*GIVEN PROBLEM:* Write out every entry exactly as it stands.

-------- DATA SUPPLIED --------

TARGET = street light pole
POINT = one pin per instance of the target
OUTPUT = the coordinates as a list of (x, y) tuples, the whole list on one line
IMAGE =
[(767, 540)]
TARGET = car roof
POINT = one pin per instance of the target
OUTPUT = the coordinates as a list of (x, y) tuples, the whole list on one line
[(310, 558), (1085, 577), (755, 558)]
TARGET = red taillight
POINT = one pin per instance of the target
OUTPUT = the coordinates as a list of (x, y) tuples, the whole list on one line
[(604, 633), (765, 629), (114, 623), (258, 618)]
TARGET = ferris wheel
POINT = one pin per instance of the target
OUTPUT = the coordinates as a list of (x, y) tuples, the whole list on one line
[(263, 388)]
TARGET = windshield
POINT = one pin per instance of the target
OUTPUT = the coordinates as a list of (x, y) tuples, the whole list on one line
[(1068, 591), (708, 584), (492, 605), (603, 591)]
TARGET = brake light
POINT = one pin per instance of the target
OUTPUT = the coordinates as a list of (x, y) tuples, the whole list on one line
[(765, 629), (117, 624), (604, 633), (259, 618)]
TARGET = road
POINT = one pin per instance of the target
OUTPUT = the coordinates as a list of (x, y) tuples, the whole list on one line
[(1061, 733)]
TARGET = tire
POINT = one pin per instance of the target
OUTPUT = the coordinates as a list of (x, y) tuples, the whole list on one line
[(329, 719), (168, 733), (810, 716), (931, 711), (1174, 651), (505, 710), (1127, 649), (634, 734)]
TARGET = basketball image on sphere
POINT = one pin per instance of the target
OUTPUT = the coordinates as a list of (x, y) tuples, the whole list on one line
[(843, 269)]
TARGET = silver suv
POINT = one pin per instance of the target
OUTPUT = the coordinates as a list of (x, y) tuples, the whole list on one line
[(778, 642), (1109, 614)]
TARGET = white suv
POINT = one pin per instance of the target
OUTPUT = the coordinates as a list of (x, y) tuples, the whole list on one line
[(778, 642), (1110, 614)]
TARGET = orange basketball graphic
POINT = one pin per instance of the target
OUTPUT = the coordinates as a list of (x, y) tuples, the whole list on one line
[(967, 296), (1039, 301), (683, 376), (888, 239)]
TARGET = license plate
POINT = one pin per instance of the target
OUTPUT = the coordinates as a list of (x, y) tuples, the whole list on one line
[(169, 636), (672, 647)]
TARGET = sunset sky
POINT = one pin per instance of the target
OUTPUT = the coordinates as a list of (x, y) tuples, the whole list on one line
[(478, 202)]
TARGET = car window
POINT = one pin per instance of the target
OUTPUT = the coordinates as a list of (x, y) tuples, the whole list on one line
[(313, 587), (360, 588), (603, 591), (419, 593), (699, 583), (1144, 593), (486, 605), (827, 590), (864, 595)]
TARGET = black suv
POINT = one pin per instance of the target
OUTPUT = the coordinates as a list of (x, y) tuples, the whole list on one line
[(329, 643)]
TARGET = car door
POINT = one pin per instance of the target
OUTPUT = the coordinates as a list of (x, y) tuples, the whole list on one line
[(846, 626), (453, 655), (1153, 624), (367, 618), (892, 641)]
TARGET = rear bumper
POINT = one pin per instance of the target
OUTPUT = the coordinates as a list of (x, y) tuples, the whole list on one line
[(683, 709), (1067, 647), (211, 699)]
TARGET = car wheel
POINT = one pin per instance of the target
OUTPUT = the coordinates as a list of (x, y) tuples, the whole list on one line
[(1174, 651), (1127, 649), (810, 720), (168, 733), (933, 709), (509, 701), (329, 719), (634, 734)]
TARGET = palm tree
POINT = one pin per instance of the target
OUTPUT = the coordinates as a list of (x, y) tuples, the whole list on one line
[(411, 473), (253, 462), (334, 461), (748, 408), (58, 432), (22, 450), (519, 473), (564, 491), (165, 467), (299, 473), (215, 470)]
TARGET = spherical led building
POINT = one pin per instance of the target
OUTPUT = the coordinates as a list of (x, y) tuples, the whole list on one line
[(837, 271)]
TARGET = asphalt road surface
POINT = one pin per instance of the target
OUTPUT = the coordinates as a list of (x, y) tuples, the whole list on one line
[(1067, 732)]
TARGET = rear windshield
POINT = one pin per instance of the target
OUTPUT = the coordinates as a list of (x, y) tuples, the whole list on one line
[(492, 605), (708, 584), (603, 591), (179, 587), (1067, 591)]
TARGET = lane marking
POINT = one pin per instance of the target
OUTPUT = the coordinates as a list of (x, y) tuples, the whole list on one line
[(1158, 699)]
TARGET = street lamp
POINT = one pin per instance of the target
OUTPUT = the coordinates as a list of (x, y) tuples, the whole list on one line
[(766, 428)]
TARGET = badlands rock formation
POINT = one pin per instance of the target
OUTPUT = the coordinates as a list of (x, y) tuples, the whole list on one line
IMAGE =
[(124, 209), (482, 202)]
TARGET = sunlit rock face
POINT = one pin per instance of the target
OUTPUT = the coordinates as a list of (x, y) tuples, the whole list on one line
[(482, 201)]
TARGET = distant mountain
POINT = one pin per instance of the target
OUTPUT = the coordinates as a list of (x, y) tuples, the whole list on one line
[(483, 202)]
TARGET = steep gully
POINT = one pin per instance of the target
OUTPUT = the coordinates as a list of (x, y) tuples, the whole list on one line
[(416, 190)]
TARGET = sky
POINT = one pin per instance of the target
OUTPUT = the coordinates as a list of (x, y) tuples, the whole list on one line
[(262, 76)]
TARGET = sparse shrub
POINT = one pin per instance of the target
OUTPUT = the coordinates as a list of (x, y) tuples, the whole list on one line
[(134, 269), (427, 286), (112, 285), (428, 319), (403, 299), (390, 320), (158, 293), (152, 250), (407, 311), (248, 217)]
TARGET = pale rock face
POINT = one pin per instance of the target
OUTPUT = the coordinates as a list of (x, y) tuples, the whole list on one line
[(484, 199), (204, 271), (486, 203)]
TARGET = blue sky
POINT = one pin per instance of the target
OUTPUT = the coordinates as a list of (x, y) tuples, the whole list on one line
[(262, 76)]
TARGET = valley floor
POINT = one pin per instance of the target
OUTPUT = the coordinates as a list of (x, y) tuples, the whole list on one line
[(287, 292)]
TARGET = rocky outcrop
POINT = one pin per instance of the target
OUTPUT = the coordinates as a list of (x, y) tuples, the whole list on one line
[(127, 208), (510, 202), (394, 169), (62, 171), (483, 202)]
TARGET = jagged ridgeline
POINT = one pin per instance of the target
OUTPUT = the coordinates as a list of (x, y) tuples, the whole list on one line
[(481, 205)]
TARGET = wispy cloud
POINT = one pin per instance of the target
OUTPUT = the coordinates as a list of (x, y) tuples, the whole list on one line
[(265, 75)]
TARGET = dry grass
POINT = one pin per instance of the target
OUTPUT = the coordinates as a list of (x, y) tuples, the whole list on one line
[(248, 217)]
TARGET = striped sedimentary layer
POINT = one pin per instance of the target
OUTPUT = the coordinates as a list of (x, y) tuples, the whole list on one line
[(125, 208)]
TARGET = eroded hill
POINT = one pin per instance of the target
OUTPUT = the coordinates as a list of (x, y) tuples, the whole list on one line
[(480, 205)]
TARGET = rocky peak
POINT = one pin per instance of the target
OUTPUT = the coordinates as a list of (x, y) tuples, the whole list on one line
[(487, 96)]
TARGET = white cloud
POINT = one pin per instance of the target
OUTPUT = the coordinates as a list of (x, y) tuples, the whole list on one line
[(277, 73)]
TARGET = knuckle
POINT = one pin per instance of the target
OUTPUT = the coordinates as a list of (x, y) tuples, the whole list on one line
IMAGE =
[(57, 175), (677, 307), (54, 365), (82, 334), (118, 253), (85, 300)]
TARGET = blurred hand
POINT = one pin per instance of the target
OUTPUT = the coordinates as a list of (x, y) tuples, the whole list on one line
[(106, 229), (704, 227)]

--------

*WRITTEN REPLY:*
TARGET = street light pole
POINT = one pin per instance of the target
OUTPUT = the coordinates as a list of (x, y) tuples, the whole list on one line
IMAGE =
[(767, 540)]
TARGET = car roof
POINT = one pin per instance of the target
OUTPUT = the coordinates as a list of (x, y) tuples, the whole list on one line
[(310, 558), (1085, 577), (755, 558)]
TARGET = red taillight
POINT = one pin per instance of the target
OUTPUT = the coordinates as a list of (x, y) tuples, the whole list on one line
[(604, 633), (765, 629), (114, 623), (258, 618)]
TARGET = ferris wheel
POINT = one pin per instance of the target
OUTPUT = the coordinates as a list of (x, y) tuples, the whole list on one line
[(263, 388)]
TARGET = windshield
POINT = one pin per instance of the target
OUTPUT = the coordinates as a list of (x, y) tuples, the whole list on one line
[(1068, 591), (708, 584), (492, 605), (603, 591)]
TARGET = brake light
POINT = one pin per instance of the target
OUTPUT = the coordinates as a list of (x, y) tuples, the whole list on one line
[(765, 629), (117, 624), (604, 633), (259, 618)]
TARGET = road
POINT = one pin per instance of the target
OUTPUT = the coordinates as a list of (x, y) tuples, the whole list on one line
[(1061, 733)]
TARGET = tire
POINT = one pin per instance of the target
OUTPUT = the coordinates as a list of (x, y) tuples, the whole list on one line
[(329, 719), (168, 733), (810, 716), (931, 711), (1174, 651), (505, 710), (1127, 649), (634, 734)]
TARGET = basketball image on sphere
POINT = one pin per instance of the target
OUTPUT = the coordinates as a list of (x, y) tuples, the whole list on one line
[(843, 269)]
TARGET = silver suv
POINT = one pin per instance of the target
OUTPUT = the coordinates as a list of (x, y) tuples, the whole list on one line
[(778, 642), (1109, 614)]
TARGET = white suv
POINT = one pin per instance of the target
OUTPUT = the coordinates as a list of (x, y) tuples, the whole list on one line
[(778, 642), (1110, 614)]
TARGET = orange basketball graphic
POINT = one pin per instance of the target
OUTPUT = the coordinates as a list of (x, y) tuples, the whole list on one line
[(967, 296), (1039, 301), (683, 376), (888, 239)]
TARGET = license plate
POINT = one pin per instance of the target
OUTPUT = the coordinates as a list of (x, y) tuples, the whole list on one line
[(169, 636), (672, 647)]
TARGET = sunset sky
POINT = one pin per instance of the target
OUTPUT = the coordinates as a list of (x, y) tuples, the whole list on one line
[(478, 202)]
TARGET = car window
POINT = one pin per instance of the target
OUTPUT = the coordinates as a list of (x, y) tuples, the whole list on one line
[(313, 587), (360, 588), (603, 591), (419, 593), (699, 583), (1144, 593), (486, 605), (827, 590), (864, 595)]
TARGET = black suv
POINT = one pin per instance of the target
OUTPUT = the coordinates as a list of (x, y) tuples, the whole list on one line
[(329, 643)]
TARGET = car door
POINT = one pin per instance of the target
OUTPUT = the coordinates as a list of (x, y) tuples, the whole list on one line
[(846, 626), (453, 655), (1153, 624), (367, 618), (892, 641)]
TARGET = rear bumper
POINT = one pin per instance of the target
OUTPUT = the coordinates as a list of (x, y) tuples, the whole list on one line
[(683, 709), (1067, 647), (211, 699)]
TARGET = car wheel
POINT = one pin per instance of the target
OUTPUT = the coordinates as a list of (x, y) tuples, the whole list on one line
[(1174, 651), (1127, 649), (810, 720), (168, 733), (933, 709), (509, 701), (329, 719), (634, 734)]
TARGET = palm tree
POINT = one pin per instance of the target
OUTPUT = the coordinates as a list of (x, y) tuples, the whole list on one line
[(411, 473), (253, 462), (334, 461), (748, 408), (58, 432), (22, 450), (519, 473), (564, 491), (165, 467), (299, 473), (215, 470)]
TARGET = spherical led building
POINT = one pin per instance of the target
OUTPUT = the coordinates as a list of (x, y) tuples, the whole list on one line
[(837, 271)]
TARGET = asphalt road surface
POINT = one pin per instance of the target
OUTPUT = the coordinates as a list of (x, y) tuples, the whole list on one line
[(1067, 732)]
TARGET = rear windshield
POINT = one pin per instance of the target
OUTPUT = the coordinates as a list of (x, y) tuples, the whole list on one line
[(492, 605), (708, 584), (603, 591), (179, 587), (1067, 591)]
TARGET = lane marking
POINT = one pin per instance of the target
OUTPUT = the coordinates as a list of (x, y) tuples, the whole list on one line
[(1158, 699)]
TARGET = street lamp
POINT = one pin per instance of the target
OUTPUT = the coordinates as a list of (x, y) tuples, the whole list on one line
[(766, 428)]
TARGET = badlands rock formation
POINT = one pin per instance of the target
OUTPUT = the coordinates as a list of (x, y) tuples, the whole list on one line
IMAGE =
[(124, 209), (482, 202)]
TARGET = sunlit rock face
POINT = one pin per instance of the target
OUTPUT = the coordinates as a list of (x, y) tuples, the whole list on one line
[(482, 201)]
TARGET = distant mountain
POINT = one pin per instance of the target
OUTPUT = the coordinates as a list of (x, y) tuples, the whole list on one line
[(483, 202)]
TARGET = steep gully
POINT = one pin per instance of the target
OUTPUT = the coordinates as a list of (x, y) tuples, the whole list on one line
[(416, 190)]
TARGET = sky
POINT = one pin per instance of the target
OUTPUT = the coordinates as a list of (x, y) tuples, the whole list on one line
[(262, 76)]
TARGET = sparse shrub
POINT = one pin per instance of the target
OUTPUT = the coordinates as a list of (x, y) tuples, the whole list on one line
[(134, 269), (427, 286), (112, 285), (428, 319), (403, 299), (390, 320), (158, 293), (152, 250), (407, 311), (248, 217)]
TARGET = pale rock face
POINT = one pin per instance of the target
OUTPUT = the coordinates as a list of (x, y) tuples, the whole list on one line
[(484, 199), (204, 271), (486, 203)]
TARGET = blue sky
POINT = one pin per instance of the target
OUTPUT = the coordinates as a list of (x, y) tuples, the whole list on one line
[(262, 76)]
TARGET = valley floor
POINT = one pin per instance of the target
OUTPUT = the coordinates as a list of (x, y) tuples, the whole list on one line
[(287, 292)]
TARGET = rocky outcrop
POINT = one pin per instance of the target
OUTPUT = the coordinates as a list of (x, y) tuples, the whole list on one line
[(127, 208), (510, 202), (394, 169), (62, 171), (483, 202)]
TARGET = jagged ridgeline
POINT = one pin per instance of the target
OUTPUT = the coordinates as a list of (x, y) tuples, the whole list on one line
[(481, 205)]
TARGET = wispy cloud
POINT = one pin per instance of the target
OUTPUT = the coordinates as a list of (x, y) tuples, the whole list on one line
[(265, 75)]
TARGET = dry grass
POINT = one pin per instance of the target
OUTPUT = the coordinates as a list of (x, y) tuples, the whole list on one line
[(248, 217)]
TARGET = striped sedimentary layer
POINT = one pin per instance of the target
OUTPUT = the coordinates as a list of (x, y) tuples, the whole list on one line
[(125, 208)]
TARGET = eroded hill
POINT = one pin per instance of the target
OUTPUT = the coordinates as a list of (x, y) tuples, the whole list on one line
[(480, 205)]
TARGET = rocky peak
POINT = one pin per instance of the target
OUTPUT = the coordinates as a list of (x, y) tuples, the whole list on one line
[(487, 96)]
TARGET = white cloud
POINT = one pin per instance of the target
OUTPUT = the coordinates as a list of (x, y) tuples, the whole list on one line
[(277, 73)]
TARGET = knuckle
POINT = one pin per instance of the target
OUTPUT = the coordinates as a list of (x, y) tuples, the whole list on one line
IMAGE =
[(57, 175), (677, 307), (54, 365), (82, 334), (118, 253), (85, 300)]
TARGET = blurred hand
POINT = one pin per instance of the target
OUTPUT = the coordinates as a list of (x, y) tuples, the whole list on one line
[(106, 229), (704, 227)]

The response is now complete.